**Excerpt**.
● ● ●
Ebola, Cultural Responses, and the Funding Gap

A few weeks ago I linked to a handful of academic works on Ebola outbreaks past and present. This week, as I round out my job as a high school teacher, I ran my sophomores through a couple of days on the virus and ongoing outbreak. In looking for accessible readings that deal with the cultural and political aspects of the West African Ebola outbreak, I’ve found Amy Maxmen’s reportage at National Geographic really interesting. In particular, I assigned excerpts from two of her articles that are worth highlighting here, if only to quote them in contrast to the Hewlett and Amola piece I linked to before about locally-rooted traditional responses in Uganda that contained the 2000 outbreak there effectively.

The first piece is from March and depicts the challenges of contact tracing in towns where people don’t want to be kept in isolation or taken to clinics from which they may not return. The second, from January, gives a thorough overview of how cultural traditions in the affected countries have enabled Ebola to spread, and outlines efforts to find culturally acceptable burial methods in order to help contain the outbreak:

In the three countries hit hardest by Ebola, preparations for burial typically are carried out by community members who handle the dead with bare hands, rather than by doctors, morticians, and funeral home directors. People were unwilling to have those practices casually tossed aside. That worked in Ebola’s favor. As death approaches, virus levels peak. Anyone who touches a droplet of sweat, blood, or saliva from someone about to die or just deceased is at high risk of contracting the disease.

To health authorities, the solution was simple. With so much at stake, science eclipses religion: Risky rituals must end.

“People were expected to go from one end of the spectrum to the other; from washing the bodies by hand, dressing them, and holding elaborate ceremonies, to having a corpse in a body bag and no goodbye,” says Fiona McLysaght, the Sierra Leone country director for a humanitarian organization called Concern Worldwide.

Of particular interest to me was the flexibility of such rituals, to which many who have done fieldwork can attest. As Paul Richards says in the article, “burial rituals were flexible… the spirits are totally practical!” The lede to the article is a story about a family that is trying to bury a pregnant woman who died – they want to remove the fetus according to tradition, but healthcare workers won’t have it. The solution? They found a ritualist who said that a reparation ritual would correct any problems caused by burying the woman without following customary rituals.

The idea of flexibility in ritual has been around for a while. Many rituals were only recent codified, and so many “requirements” and “customs” can be molded to fit what’s needed and what’s available. In my own line of work, Tim Allen’s argument that the traditionalist response to the ICC intervention in northern Uganda essentially invented universal Acholi reconciliation rituals where there hadn’t really been any before comes to mind.

Anyways, digression over. Back to Ebola.
● ● ●
**Record set**.
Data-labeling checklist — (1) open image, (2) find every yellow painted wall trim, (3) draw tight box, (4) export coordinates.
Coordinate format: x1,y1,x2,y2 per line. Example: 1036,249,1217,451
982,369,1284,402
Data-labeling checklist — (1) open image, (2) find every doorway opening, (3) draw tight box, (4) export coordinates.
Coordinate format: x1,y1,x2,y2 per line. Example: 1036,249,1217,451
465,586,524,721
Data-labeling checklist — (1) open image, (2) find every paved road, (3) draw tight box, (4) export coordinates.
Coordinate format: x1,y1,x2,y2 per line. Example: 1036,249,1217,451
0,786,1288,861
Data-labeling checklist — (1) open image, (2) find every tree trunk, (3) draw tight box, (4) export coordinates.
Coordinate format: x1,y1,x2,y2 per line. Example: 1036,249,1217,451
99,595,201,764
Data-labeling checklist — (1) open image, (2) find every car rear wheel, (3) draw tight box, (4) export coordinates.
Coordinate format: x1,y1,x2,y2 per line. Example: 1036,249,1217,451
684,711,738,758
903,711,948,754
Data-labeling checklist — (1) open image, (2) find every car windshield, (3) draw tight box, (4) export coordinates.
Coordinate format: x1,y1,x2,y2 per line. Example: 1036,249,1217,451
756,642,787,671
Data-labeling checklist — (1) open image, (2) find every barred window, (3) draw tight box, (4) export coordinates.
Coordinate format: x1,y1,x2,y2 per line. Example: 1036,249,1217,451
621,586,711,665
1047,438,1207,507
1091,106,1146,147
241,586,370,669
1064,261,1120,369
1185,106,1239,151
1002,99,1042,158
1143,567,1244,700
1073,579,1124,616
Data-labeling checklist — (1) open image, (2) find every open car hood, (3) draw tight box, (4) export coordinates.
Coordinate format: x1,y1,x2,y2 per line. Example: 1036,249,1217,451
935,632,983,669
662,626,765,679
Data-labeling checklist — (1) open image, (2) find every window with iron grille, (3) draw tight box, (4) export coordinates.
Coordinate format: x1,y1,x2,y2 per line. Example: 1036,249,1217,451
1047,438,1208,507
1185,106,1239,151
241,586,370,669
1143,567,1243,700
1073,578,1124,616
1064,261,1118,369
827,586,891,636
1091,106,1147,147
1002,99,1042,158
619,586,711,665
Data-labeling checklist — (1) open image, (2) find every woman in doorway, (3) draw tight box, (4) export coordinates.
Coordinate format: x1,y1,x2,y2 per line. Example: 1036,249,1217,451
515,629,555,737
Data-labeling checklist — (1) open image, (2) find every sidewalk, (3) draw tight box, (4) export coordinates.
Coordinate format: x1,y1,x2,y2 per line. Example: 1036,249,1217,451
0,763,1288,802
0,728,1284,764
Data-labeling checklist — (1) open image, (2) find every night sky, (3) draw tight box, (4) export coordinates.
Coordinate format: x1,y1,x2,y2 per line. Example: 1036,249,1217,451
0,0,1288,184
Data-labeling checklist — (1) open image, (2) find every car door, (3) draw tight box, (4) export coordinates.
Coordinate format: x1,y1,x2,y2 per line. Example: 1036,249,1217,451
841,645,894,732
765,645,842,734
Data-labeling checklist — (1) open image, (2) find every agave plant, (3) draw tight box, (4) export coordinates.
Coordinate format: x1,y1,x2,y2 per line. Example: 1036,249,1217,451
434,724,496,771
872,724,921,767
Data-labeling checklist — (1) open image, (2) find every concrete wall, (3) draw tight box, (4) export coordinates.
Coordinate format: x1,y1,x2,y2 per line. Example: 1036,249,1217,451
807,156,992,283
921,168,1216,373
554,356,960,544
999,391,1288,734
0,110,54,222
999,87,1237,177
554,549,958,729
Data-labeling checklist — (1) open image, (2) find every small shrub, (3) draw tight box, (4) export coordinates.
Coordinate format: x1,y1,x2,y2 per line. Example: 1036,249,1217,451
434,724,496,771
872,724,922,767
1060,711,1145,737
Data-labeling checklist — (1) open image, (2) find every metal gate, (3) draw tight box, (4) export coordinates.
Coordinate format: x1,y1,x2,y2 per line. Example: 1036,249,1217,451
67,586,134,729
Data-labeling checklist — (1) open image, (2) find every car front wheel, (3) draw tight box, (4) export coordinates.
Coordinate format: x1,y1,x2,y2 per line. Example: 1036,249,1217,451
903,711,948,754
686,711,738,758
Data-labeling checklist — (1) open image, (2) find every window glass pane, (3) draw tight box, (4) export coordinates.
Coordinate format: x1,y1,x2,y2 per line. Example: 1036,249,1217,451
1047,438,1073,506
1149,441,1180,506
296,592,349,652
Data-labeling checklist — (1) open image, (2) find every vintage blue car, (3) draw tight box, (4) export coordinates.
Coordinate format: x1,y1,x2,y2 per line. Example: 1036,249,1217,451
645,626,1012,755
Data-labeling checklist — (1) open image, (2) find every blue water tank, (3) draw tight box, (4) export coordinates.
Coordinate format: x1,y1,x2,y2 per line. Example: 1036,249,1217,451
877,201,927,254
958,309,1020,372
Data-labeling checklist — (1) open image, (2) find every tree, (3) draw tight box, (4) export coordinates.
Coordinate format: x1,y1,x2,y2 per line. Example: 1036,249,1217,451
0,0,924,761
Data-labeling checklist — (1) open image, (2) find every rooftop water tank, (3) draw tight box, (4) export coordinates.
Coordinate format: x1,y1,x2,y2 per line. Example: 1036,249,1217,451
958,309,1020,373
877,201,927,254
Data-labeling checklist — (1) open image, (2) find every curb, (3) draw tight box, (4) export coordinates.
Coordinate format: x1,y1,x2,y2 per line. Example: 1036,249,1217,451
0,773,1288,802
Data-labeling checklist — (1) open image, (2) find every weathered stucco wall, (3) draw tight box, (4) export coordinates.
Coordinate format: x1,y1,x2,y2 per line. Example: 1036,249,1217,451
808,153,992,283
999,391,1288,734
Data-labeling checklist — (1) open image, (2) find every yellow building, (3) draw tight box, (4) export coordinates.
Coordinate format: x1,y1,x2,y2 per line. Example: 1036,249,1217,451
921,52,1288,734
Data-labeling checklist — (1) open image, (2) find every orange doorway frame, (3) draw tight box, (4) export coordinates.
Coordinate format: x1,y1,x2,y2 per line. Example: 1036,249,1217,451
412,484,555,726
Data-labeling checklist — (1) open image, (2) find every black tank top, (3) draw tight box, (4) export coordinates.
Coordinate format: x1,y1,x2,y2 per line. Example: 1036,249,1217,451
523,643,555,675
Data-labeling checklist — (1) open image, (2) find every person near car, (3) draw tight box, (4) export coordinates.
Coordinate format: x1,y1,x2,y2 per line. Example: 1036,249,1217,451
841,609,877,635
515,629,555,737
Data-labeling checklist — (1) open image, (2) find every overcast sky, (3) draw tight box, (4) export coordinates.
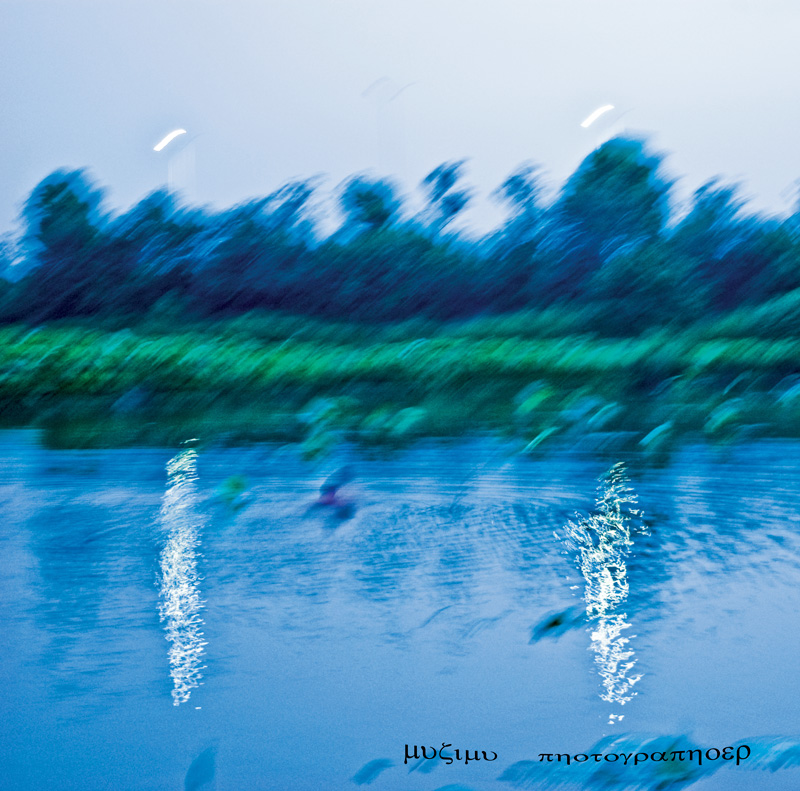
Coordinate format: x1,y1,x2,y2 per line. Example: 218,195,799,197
0,0,800,231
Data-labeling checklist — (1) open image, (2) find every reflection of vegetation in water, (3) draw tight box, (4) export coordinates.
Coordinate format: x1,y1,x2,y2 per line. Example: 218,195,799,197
159,448,206,706
566,463,641,722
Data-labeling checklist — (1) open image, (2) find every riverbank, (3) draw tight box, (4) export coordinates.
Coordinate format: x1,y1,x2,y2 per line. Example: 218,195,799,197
0,315,800,455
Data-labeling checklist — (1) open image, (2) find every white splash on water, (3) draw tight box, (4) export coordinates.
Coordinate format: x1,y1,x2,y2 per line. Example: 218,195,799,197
159,448,207,706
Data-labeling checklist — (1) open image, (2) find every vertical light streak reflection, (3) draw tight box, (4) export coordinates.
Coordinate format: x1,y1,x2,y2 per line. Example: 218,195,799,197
159,448,206,706
566,463,642,724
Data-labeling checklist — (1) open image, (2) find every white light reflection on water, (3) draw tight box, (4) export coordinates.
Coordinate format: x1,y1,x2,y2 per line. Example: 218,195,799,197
566,463,642,724
159,448,206,706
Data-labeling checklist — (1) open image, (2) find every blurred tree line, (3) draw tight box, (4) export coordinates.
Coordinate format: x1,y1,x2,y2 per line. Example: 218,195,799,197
0,138,800,336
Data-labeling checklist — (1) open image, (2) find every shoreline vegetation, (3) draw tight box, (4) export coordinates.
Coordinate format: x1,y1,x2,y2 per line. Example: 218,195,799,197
0,138,800,457
0,314,800,456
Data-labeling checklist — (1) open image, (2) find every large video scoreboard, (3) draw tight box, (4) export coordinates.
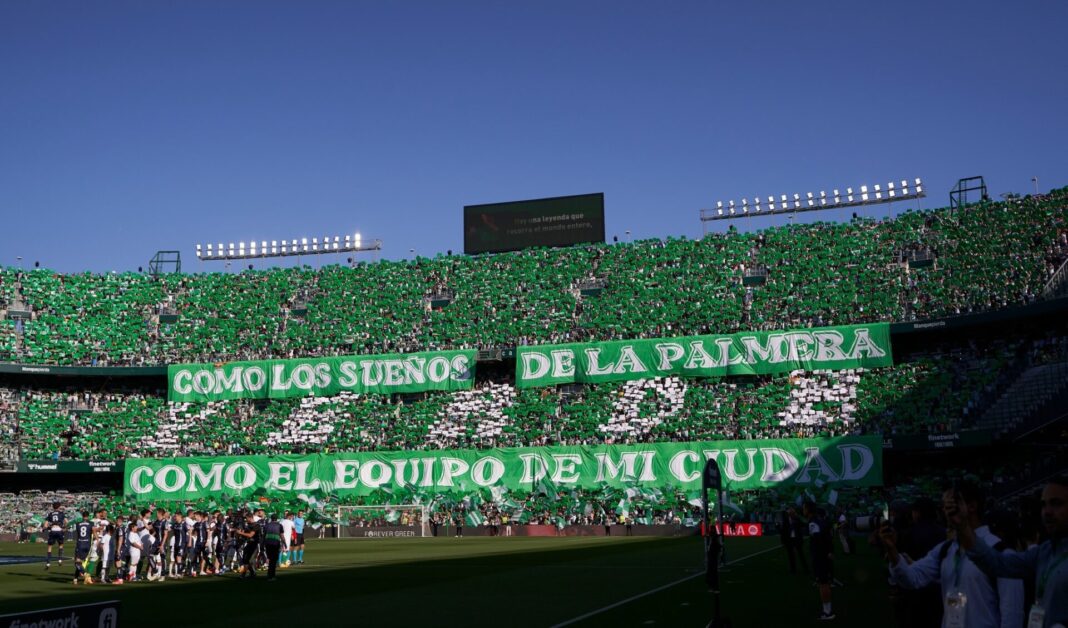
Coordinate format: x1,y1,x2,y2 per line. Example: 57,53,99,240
464,193,604,255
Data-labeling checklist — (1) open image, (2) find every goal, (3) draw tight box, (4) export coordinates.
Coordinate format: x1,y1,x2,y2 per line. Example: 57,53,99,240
336,504,430,538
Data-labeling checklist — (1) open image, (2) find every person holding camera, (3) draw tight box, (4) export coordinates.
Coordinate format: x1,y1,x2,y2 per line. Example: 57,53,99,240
880,484,1023,628
235,513,262,578
779,507,808,576
802,502,835,622
948,475,1068,628
264,513,285,582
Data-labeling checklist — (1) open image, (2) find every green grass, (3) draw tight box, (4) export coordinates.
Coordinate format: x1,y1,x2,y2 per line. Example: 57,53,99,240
0,537,891,628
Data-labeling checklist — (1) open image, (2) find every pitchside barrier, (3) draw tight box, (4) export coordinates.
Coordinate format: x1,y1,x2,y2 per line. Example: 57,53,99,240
341,523,764,538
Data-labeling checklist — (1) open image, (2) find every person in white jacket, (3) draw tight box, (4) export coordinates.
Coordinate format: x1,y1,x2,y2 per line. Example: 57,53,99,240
880,484,1024,628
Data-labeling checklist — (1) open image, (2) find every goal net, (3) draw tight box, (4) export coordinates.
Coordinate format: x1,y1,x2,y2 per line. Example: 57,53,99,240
337,504,430,538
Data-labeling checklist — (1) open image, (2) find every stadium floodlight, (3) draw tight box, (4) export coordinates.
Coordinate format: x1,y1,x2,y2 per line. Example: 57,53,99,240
701,178,925,222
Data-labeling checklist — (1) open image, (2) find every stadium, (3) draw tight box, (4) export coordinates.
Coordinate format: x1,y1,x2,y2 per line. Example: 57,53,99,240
0,1,1068,627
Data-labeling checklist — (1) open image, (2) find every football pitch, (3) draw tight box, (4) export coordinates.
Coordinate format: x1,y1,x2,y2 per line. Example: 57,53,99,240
0,537,891,628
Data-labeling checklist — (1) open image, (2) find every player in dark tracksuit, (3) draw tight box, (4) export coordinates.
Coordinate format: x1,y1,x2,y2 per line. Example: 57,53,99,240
74,513,93,584
234,513,263,578
171,513,189,578
211,511,230,574
190,513,207,577
45,502,66,569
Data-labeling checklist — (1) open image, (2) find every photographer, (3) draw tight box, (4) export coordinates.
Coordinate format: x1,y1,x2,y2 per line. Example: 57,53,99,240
880,484,1023,628
779,508,808,576
263,513,285,582
948,476,1068,628
235,513,262,578
802,502,835,621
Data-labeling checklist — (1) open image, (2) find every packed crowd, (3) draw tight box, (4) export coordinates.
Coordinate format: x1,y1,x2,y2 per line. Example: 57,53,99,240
0,333,1033,459
0,189,1068,365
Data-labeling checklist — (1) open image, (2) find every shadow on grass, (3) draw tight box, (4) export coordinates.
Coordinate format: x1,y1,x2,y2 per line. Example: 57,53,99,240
0,537,701,627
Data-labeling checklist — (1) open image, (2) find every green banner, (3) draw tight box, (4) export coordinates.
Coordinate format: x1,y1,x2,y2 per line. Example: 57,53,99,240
167,350,475,402
125,436,882,503
516,323,894,389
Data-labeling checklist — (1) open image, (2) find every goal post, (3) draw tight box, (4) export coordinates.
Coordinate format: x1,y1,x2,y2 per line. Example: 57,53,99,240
336,504,430,538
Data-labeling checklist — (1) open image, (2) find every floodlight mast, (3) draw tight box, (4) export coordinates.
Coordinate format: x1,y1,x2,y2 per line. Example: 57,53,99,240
701,178,927,223
197,233,382,262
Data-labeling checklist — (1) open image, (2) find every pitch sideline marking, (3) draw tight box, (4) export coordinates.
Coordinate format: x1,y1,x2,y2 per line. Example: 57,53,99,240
552,545,783,628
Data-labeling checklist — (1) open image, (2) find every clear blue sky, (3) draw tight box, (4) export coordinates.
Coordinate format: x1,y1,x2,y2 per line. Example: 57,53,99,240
0,0,1068,271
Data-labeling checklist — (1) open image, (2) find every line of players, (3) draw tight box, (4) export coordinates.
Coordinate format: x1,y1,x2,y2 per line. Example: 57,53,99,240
44,502,304,584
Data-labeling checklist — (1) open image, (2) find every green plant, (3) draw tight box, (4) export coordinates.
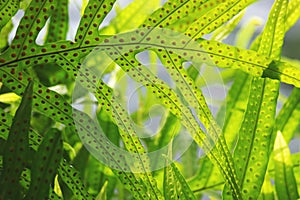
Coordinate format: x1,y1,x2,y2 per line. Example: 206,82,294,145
0,0,300,200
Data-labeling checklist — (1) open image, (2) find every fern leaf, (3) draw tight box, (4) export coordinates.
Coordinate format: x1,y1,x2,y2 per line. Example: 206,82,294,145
274,131,299,200
275,88,300,143
25,130,63,199
47,0,69,42
100,0,160,35
75,0,115,46
235,0,288,199
164,145,196,200
0,82,33,199
0,0,20,31
185,0,253,40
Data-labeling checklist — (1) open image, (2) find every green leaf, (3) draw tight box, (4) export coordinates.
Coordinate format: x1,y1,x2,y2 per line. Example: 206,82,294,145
274,131,299,200
185,0,254,40
274,88,300,144
25,129,63,199
0,0,20,30
75,0,115,46
96,181,108,200
231,0,288,199
258,172,275,200
164,146,196,200
100,0,160,35
58,160,93,199
188,156,224,193
0,81,33,199
46,0,69,42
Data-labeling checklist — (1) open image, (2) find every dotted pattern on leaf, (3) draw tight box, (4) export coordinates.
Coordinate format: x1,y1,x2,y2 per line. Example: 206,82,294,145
168,0,226,32
25,129,63,199
47,0,69,42
185,0,253,39
0,0,19,30
0,82,33,199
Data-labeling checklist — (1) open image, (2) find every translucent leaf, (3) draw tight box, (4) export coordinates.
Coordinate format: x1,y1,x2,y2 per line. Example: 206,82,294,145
100,0,160,35
0,82,33,199
230,0,288,199
0,0,20,30
274,131,299,200
25,129,63,199
164,146,196,200
185,0,253,39
96,181,108,200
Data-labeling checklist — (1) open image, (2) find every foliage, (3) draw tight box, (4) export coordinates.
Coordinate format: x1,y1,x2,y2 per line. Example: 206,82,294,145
0,0,300,200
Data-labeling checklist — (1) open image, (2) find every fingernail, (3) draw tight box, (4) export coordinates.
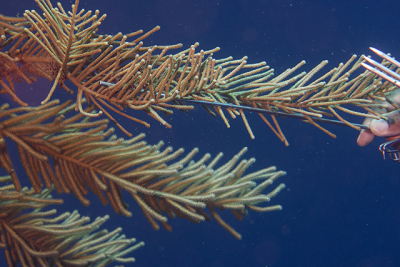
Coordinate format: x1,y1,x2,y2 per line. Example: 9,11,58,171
369,120,389,135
● ● ●
**Exercise A**.
Give the passage of the Ebola post again, starting with "The idea of" and going on through "Back to Ebola.", with "digression" replaced by "aside".
**Exercise B**.
Continue the Ebola post on from its final line.

**Exercise answer A**.
The idea of flexibility in ritual has been around for a while. Many rituals were only recent codified, and so many “requirements” and “customs” can be molded to fit what’s needed and what’s available. In my own line of work, Tim Allen’s argument that the traditionalist response to the ICC intervention in northern Uganda essentially invented universal Acholi reconciliation rituals where there hadn’t really been any before comes to mind.

Anyways, aside over. Back to Ebola.

**Exercise answer B**.
After assigning these articles and discussing them with my students, yesterday I saw another article by Maxmen on the topic of Ebola, this time on the wide gap between money being donated to the cause and money being paid to frontline medical personnel. From Newsweek:

Hundreds, if not thousands, of nurses and other frontline staff fighting Ebola have been underpaid throughout the outbreak – and many remain so today. The lack of pay is not simply a matter of corrupt officials stealing donor money, because so-called “hazard pay” was issued through direct payments to frontline workers starting in November, then electronic payments to bank accounts and mobile phones beginning in December. The problems appear to be twofold: first, Sierra Leone’s national health system has been so underfunded for so long, that it was a monumental challenge to document all of the country’s care workers and set up payment distribution channels to them. Second, it turns out that relatively little money was set aside for local frontline staff within Sierra Leone’s health system in the first place. In fact, less than 2% of €2.9bn ($3.3bn) in donations to fight Ebola in West Africa were earmarked for them. Instead, the vast majority of money, donated from the taxpayers of the UK, the US and two-dozen other countries, went directly to Western agencies, more than 100 non-governmental organisations (NGOs), and to the UN.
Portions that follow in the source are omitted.